--- DOCUMENT SEGMENT Enclosed Below ---

Image of Noctiluca Scintillans (taken from Maria Antonia Sampayo, http://planktonnet.awi.de, Creative Commons Attribution 3.0 License)

Analytical Applications

Given that emission spectroscopy is such a versatile analytical tool, it is perhaps no surprise that chemiluminescence has several potential applications in the area of chemical analysis. The intensity of luminescence is proportional the the concentration of reactant. In principle, analysis does not need the same level of instrumentation as emission spectroscopy – which needs a light source to excite the sample and emission my be detectable by eye. Therefore it can be used in crude analytical tests. Luminol is used to test for blood at crimescenes – a luminol spray on any suspected blood traces results in the iron in the blood catalysing luminol chemiluminescence, and glows for up to a minute after being sprayed.

But there is more scope for its use. Two problems to its adoption as an analytical technique are that the quantum yield of emission can be low, which means that at low concentrations, the detection may be difficult. In addition to potentially poor sensitivity, long lived emission (such as those observed in glow sticks and luminol), which makes for great demonstrations, means that response time is unnecessarily long. Some work on both of these areas is advancing. Coupling the chemiluminescence interactions with metal nanoparticles harnesses the surface plasmon resonance effect, where the emission from the chemiluminescence couples or resonates with the electron density of the nanoparticles, which enhance the signal, with reports of a 4 – 10 fold increase. The efficient transfer of energy from the excited state of the reagent to the nanorparticles also significantly reduces their lifetime, hence the lingering glow. Readers interested in this work are referred to Aslan and Geddes, given below.

--- End of Enclosed DOCUMENT SEGMENT ---
--- SUPPLIED INFORMATION Enclosed Below ---

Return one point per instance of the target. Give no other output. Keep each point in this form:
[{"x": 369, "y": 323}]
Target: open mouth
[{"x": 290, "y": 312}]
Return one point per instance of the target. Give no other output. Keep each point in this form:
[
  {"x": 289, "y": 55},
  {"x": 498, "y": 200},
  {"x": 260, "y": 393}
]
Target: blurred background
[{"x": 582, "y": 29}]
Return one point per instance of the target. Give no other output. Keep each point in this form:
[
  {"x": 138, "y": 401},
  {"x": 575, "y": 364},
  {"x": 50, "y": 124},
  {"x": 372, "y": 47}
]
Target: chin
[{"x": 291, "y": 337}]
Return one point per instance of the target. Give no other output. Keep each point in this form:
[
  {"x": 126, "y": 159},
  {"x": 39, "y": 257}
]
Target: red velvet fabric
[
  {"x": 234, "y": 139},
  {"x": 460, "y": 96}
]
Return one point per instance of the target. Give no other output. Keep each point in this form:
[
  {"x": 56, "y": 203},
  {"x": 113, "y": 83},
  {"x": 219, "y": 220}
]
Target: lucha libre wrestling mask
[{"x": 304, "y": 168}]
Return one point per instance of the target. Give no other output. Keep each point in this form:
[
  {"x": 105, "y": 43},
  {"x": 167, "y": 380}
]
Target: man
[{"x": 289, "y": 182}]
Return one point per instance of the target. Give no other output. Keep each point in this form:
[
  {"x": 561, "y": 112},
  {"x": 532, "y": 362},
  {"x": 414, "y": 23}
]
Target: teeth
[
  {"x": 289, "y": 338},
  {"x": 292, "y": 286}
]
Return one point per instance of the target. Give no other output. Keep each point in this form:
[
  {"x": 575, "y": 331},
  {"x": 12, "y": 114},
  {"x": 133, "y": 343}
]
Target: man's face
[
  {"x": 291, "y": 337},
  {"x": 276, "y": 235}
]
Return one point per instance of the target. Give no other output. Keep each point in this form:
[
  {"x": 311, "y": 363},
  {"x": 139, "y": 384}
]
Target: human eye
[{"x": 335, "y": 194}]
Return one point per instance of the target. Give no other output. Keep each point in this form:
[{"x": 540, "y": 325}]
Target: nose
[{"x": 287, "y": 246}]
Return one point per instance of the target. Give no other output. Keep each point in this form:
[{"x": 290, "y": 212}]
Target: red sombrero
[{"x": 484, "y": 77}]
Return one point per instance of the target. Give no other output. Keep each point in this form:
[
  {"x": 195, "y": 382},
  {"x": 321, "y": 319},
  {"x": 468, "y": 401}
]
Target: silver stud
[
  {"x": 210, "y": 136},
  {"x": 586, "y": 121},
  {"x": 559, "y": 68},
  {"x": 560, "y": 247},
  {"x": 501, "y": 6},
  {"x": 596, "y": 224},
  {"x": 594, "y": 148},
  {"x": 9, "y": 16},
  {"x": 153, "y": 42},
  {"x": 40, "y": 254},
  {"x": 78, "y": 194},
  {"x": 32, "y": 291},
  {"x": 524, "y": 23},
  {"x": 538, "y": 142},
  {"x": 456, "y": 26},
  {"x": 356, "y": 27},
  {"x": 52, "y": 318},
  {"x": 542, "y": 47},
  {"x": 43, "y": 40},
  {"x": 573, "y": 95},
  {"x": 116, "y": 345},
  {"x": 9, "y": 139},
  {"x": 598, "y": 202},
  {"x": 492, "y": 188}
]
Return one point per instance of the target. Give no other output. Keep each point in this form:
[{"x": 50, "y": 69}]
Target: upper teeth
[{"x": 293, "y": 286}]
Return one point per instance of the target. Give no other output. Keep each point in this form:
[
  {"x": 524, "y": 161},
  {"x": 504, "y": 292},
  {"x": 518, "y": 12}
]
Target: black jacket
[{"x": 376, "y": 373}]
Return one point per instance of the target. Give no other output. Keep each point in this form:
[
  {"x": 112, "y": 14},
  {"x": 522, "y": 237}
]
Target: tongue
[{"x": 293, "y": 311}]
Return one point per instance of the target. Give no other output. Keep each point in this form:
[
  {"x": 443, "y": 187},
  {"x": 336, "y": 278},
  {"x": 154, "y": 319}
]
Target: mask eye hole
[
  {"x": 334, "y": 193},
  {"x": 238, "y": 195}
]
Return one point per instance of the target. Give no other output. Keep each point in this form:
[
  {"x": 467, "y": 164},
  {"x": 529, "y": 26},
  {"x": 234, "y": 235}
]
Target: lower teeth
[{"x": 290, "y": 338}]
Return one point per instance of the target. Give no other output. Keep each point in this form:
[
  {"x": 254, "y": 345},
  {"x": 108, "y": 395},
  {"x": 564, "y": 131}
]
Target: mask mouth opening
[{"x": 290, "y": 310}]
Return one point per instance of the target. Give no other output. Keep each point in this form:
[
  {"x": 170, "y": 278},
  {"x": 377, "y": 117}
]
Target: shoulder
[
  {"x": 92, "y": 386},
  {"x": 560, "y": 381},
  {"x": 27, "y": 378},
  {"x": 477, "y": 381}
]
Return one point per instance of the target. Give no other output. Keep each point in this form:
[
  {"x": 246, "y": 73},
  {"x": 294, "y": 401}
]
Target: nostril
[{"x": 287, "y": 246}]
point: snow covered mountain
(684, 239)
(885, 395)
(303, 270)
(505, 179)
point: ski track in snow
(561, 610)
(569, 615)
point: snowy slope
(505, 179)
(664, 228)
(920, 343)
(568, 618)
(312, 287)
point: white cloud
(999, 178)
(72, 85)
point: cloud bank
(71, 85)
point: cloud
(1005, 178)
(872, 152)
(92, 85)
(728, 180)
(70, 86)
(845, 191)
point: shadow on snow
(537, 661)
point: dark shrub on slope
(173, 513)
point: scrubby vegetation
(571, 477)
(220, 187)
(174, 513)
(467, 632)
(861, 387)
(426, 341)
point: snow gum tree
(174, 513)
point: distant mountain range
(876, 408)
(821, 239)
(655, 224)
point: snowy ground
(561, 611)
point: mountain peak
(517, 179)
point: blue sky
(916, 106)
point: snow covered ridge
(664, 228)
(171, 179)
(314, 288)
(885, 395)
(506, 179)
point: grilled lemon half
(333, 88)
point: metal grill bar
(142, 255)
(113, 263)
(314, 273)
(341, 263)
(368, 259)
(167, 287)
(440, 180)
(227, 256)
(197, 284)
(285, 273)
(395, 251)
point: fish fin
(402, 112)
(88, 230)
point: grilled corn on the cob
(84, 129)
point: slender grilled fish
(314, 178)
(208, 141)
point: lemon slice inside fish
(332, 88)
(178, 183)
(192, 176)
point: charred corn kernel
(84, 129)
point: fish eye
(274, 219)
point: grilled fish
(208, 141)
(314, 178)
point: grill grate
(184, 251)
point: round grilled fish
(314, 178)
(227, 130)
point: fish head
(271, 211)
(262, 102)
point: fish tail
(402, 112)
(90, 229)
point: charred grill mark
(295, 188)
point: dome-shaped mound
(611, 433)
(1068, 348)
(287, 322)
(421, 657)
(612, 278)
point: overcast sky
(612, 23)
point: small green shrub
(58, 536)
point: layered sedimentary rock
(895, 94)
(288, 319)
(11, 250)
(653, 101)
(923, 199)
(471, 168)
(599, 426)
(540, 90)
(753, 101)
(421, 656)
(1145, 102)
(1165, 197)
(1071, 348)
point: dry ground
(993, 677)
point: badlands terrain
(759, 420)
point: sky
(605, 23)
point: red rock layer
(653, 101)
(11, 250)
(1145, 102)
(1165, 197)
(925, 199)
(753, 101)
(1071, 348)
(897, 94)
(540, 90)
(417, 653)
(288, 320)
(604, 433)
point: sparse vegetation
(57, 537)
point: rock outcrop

--- End of Enclosed SUPPLIED INFORMATION ---

> [TASK INSTRUCTIONS]
From the text on the analytical uses of chemiluminescence, write out word for word the part that begins at the words "Given that emission" and ends after the words "after being sprayed.".

> [WRITTEN RESPONSE]
Given that emission spectroscopy is such a versatile analytical tool, it is perhaps no surprise that chemiluminescence has several potential applications in the area of chemical analysis. The intensity of luminescence is proportional the the concentration of reactant. In principle, analysis does not need the same level of instrumentation as emission spectroscopy – which needs a light source to excite the sample and emission my be detectable by eye. Therefore it can be used in crude analytical tests. Luminol is used to test for blood at crimescenes – a luminol spray on any suspected blood traces results in the iron in the blood catalysing luminol chemiluminescence, and glows for up to a minute after being sprayed.